((

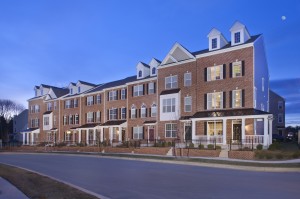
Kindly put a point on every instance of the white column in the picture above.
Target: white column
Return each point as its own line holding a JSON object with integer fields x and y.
{"x": 265, "y": 131}
{"x": 87, "y": 136}
{"x": 79, "y": 136}
{"x": 23, "y": 134}
{"x": 224, "y": 131}
{"x": 243, "y": 129}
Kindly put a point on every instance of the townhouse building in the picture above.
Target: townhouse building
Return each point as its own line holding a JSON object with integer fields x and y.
{"x": 218, "y": 94}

))

## WORK INSTRUCTIONS
Return every line of the records above verbatim, leaving out the pictures.

## RESULT OF THIS TASK
Kindly put a point on every instance of the white column in the picture above.
Target: white column
Return each point as its own line holding a JSON object with integer fields x and y.
{"x": 265, "y": 131}
{"x": 87, "y": 136}
{"x": 79, "y": 136}
{"x": 23, "y": 134}
{"x": 224, "y": 131}
{"x": 243, "y": 129}
Kindly put a point on every instance of the townhouse building in the picture above.
Target: townhouse building
Return each point as its own line holding a JSON object with integer fields x and y.
{"x": 218, "y": 94}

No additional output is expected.